EXERCISE INSTRUCTIONS:
Count every line in the data below where "door" occurs, then state that number and nothing more.

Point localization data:
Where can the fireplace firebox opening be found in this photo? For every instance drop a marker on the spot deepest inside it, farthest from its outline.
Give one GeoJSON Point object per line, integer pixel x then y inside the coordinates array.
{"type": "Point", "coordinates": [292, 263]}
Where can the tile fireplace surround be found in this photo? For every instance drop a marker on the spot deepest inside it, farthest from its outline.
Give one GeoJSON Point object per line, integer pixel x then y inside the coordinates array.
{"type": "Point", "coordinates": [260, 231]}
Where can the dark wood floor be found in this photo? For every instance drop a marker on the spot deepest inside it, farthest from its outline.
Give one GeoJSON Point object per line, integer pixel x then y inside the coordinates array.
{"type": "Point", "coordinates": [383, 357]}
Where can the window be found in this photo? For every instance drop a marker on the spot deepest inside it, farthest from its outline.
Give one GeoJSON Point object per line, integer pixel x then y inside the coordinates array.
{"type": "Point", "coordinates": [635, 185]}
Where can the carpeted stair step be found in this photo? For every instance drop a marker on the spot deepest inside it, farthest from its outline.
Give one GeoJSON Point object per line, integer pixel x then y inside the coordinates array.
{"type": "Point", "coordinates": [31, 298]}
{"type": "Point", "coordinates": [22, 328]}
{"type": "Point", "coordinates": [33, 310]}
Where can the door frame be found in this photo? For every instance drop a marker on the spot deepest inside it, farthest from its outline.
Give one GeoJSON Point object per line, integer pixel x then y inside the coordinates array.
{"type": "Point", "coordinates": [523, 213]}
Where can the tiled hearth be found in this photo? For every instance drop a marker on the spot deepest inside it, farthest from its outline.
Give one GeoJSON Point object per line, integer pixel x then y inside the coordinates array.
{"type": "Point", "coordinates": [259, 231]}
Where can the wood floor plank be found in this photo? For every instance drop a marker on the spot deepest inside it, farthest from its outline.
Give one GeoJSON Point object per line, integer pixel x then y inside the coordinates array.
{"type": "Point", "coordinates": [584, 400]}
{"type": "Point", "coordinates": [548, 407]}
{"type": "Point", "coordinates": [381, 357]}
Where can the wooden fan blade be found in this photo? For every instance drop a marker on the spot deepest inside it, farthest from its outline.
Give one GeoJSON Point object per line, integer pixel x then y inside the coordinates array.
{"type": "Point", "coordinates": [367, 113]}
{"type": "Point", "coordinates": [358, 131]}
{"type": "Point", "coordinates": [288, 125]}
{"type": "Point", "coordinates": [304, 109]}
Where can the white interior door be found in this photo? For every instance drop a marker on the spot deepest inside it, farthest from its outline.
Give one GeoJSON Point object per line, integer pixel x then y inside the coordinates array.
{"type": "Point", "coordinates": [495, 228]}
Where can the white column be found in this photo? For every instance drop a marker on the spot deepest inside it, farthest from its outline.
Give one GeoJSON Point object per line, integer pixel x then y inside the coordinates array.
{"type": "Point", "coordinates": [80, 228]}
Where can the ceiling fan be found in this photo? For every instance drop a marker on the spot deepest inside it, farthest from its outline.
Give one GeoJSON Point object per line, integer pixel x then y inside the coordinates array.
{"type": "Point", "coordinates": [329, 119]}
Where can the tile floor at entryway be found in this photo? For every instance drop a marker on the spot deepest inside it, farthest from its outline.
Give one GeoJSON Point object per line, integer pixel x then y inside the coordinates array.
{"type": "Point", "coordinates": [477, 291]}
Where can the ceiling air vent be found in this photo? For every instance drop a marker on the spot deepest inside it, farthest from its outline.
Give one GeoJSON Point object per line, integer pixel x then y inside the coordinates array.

EXERCISE RESPONSE:
2